Copy the lines starting with the one containing "Tag any visible scale housing in the frame." and going on through the one containing "330;308;419;491", swapping "wooden platform" for "wooden deck" and leaving everything else the same.

>> Start Information provided

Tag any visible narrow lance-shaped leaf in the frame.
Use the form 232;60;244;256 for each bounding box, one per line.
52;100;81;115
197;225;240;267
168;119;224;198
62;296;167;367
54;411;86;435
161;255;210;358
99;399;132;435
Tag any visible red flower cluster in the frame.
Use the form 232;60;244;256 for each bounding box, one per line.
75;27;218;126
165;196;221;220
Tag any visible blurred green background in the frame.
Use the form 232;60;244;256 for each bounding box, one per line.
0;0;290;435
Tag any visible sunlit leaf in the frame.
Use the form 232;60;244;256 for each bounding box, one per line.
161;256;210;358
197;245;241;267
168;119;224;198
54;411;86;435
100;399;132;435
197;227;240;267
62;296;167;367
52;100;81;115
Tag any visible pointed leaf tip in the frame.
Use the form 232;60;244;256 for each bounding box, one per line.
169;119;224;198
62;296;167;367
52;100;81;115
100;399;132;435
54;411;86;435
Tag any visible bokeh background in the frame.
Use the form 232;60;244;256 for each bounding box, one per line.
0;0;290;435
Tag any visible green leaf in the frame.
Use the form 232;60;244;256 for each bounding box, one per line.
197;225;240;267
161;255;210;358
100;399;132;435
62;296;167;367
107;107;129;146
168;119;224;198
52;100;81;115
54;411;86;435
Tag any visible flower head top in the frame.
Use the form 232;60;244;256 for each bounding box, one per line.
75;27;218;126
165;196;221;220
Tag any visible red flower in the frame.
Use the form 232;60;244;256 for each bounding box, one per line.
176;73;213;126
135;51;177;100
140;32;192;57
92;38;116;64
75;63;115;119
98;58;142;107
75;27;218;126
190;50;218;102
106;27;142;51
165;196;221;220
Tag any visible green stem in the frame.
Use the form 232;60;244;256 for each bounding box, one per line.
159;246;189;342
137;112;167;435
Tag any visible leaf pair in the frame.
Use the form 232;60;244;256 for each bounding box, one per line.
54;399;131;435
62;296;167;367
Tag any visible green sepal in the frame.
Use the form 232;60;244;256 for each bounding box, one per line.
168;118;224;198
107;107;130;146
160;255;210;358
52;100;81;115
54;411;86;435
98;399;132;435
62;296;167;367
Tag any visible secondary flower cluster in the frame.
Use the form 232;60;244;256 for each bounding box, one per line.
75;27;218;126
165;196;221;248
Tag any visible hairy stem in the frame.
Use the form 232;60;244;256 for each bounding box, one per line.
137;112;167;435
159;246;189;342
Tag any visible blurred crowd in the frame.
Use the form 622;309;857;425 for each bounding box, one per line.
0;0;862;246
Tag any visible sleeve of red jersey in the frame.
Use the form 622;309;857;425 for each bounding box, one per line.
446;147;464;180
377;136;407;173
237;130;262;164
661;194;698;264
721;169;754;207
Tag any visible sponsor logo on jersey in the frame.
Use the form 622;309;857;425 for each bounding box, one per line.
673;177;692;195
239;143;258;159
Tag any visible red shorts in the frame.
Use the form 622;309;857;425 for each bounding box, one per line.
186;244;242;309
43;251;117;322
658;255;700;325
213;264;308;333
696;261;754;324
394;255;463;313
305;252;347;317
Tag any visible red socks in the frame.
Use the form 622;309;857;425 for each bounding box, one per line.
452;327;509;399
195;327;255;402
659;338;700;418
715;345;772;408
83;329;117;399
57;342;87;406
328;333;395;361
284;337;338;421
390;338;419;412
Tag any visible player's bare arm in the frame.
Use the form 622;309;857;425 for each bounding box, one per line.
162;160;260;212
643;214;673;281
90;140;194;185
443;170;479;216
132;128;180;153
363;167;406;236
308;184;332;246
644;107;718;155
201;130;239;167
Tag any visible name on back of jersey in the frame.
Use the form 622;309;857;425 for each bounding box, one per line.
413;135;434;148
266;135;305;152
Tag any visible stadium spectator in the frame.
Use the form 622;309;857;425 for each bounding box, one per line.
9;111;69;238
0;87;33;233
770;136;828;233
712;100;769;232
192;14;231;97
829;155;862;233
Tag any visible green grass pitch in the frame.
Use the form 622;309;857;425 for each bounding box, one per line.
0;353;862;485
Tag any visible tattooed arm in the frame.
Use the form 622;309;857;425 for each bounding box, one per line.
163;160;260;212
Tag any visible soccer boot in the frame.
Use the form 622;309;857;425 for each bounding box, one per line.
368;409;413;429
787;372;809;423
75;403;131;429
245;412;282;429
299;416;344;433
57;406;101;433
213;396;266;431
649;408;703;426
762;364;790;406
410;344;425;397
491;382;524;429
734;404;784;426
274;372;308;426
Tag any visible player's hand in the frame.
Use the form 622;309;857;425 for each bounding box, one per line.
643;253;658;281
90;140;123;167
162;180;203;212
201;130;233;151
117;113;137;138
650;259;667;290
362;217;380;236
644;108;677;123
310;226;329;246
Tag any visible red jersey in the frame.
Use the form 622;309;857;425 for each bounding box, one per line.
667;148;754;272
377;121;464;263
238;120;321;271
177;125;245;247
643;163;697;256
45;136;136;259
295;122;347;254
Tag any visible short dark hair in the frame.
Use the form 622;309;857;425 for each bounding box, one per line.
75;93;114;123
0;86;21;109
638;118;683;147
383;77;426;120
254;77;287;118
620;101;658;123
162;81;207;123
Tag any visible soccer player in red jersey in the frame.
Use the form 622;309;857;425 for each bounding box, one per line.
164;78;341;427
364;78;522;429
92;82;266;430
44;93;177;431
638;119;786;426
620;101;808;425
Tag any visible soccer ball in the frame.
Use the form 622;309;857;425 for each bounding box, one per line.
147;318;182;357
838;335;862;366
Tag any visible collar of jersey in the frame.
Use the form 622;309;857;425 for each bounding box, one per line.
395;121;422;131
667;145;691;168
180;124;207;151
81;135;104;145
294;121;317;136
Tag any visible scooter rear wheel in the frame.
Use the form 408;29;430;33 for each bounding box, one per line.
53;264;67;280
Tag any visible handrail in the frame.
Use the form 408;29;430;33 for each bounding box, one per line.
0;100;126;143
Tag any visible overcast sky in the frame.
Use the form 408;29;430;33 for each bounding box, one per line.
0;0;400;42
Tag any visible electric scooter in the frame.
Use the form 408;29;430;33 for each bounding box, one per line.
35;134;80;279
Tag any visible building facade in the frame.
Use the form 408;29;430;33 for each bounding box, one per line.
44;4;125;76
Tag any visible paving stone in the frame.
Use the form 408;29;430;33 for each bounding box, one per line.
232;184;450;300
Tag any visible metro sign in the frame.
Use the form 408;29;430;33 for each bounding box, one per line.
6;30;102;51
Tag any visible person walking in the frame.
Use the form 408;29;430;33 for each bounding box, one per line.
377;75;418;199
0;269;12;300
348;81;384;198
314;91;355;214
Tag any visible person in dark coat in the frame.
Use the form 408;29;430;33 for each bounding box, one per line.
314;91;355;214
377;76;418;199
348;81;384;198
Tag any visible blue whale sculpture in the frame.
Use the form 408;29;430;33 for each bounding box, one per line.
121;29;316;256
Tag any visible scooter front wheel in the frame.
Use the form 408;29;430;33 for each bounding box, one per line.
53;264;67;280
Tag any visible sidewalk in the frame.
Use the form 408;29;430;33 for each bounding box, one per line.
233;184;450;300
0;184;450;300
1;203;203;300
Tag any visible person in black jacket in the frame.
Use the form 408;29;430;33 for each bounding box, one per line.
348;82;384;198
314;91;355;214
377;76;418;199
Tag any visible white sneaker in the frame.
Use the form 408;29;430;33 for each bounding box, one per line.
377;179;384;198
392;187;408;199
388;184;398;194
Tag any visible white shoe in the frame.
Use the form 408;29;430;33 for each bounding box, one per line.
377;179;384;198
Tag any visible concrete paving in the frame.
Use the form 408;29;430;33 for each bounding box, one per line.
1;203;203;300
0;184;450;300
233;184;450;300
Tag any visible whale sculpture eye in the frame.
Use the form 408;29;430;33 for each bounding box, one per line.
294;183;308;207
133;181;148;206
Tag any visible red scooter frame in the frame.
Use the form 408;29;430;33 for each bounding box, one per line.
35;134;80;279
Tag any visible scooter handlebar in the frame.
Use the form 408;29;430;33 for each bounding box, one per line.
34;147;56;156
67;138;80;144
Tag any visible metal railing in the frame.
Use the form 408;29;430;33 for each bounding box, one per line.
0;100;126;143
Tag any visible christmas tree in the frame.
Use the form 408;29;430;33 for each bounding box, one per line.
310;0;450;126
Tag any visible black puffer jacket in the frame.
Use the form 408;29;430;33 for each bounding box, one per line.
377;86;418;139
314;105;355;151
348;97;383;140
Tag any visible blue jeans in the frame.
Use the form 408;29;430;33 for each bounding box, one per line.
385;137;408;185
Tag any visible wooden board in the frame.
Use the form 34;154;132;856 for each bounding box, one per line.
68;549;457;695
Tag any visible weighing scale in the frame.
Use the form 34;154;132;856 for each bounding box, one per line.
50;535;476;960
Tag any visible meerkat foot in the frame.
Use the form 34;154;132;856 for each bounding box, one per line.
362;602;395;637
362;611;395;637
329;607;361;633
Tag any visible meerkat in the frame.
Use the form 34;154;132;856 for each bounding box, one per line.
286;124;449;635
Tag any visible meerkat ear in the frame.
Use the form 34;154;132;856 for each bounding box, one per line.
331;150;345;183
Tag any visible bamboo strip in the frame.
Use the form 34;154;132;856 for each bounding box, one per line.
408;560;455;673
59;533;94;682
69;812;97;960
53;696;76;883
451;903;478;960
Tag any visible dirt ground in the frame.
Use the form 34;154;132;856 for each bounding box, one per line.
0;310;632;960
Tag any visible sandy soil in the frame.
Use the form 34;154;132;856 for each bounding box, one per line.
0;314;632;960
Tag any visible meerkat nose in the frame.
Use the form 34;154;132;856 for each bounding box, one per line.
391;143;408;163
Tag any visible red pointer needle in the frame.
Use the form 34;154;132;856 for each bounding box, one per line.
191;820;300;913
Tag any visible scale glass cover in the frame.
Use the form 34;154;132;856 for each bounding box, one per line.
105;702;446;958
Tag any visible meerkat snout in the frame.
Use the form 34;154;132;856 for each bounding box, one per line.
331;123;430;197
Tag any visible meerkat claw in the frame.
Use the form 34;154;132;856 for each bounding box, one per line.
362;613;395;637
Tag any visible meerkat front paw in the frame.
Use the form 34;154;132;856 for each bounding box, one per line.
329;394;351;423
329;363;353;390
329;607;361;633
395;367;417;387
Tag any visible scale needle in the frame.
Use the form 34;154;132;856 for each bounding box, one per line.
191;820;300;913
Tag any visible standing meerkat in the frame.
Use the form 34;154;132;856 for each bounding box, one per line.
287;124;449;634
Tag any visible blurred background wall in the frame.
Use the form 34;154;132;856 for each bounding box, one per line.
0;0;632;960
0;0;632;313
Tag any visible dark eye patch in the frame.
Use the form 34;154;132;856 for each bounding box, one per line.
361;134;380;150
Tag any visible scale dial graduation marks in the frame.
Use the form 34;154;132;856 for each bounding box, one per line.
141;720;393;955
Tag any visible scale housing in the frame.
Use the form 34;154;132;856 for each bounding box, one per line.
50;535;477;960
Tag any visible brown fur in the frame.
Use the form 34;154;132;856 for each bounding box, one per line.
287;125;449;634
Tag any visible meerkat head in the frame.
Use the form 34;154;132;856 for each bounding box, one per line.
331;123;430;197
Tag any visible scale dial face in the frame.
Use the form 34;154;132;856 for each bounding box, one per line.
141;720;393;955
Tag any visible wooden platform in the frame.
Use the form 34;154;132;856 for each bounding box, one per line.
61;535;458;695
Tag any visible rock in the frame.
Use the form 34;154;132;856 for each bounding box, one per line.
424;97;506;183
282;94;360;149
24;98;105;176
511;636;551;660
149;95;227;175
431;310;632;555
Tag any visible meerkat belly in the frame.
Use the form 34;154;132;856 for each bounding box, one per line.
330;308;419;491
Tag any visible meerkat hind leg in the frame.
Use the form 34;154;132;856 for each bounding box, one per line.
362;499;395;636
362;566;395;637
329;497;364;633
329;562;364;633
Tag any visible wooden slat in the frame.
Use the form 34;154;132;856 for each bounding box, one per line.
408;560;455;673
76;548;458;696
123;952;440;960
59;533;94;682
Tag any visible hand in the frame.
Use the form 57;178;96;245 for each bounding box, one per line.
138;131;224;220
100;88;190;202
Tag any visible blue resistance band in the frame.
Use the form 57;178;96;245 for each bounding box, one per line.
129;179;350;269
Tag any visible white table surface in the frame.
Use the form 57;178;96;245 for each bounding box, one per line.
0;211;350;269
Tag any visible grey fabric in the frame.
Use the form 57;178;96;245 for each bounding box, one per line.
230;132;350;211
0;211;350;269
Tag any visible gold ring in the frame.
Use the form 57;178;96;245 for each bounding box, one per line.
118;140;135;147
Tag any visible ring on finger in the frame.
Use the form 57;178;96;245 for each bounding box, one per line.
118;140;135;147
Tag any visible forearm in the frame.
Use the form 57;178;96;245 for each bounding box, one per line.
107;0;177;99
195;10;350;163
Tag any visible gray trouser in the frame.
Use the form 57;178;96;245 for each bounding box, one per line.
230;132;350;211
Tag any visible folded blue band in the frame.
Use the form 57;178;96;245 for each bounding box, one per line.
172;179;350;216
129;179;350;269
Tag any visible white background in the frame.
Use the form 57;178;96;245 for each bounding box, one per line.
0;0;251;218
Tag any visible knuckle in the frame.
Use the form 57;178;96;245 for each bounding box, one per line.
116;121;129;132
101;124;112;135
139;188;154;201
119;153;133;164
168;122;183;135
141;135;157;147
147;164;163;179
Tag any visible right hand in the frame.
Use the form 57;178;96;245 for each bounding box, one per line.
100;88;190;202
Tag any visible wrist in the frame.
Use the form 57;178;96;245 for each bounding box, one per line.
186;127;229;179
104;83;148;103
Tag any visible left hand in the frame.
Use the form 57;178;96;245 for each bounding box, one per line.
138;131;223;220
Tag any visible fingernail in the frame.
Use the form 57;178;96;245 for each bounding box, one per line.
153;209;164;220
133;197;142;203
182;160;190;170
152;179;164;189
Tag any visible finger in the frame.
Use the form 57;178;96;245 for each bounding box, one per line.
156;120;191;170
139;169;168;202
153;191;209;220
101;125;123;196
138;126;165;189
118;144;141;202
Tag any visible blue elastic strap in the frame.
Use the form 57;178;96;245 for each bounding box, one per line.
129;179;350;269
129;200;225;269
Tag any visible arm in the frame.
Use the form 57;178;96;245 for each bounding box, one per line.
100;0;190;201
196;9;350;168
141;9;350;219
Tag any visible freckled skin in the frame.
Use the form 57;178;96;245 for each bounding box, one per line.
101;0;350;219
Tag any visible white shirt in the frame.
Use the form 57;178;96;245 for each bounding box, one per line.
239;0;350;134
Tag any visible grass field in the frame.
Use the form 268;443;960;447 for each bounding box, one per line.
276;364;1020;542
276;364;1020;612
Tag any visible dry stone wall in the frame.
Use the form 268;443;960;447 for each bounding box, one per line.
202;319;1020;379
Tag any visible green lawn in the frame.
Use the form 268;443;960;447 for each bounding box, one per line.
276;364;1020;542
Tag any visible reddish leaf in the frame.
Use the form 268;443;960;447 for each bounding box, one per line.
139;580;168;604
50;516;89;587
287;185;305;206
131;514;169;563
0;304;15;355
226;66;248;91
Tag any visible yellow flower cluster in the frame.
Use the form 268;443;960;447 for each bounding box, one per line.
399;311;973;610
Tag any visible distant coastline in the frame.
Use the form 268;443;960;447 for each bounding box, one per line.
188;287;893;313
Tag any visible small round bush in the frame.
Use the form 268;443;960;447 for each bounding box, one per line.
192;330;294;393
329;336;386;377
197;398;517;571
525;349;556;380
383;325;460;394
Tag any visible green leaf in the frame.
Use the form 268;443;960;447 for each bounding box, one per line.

>> End Information provided

◆ **Complete response**:
Tag any visible scale housing in the frame.
Use the form 34;154;132;856 for each bounding box, one per line.
50;535;477;960
Tag any visible brown fur in the frame.
Use the form 34;154;132;856 for each bounding box, one per line.
287;125;449;634
Tag any visible meerkat head in the frame.
Use the form 34;154;132;856 for each bounding box, one per line.
331;123;430;197
Tag any visible scale dial face in the frame.
Use the form 34;154;132;856 for each bounding box, one per line.
141;720;393;955
Tag any visible wooden deck in the frame.
Use the form 34;154;132;856 for each bounding box, one per line.
61;535;458;695
Tag any visible rock in the frame.
Use the form 34;154;132;856 for each bounding box, one per line.
424;97;506;183
282;94;360;149
24;98;105;176
511;636;551;660
149;95;227;175
431;310;632;555
Tag any visible meerkat belly in the frame.
Use the form 34;154;132;856 for each bounding box, one per line.
330;308;419;491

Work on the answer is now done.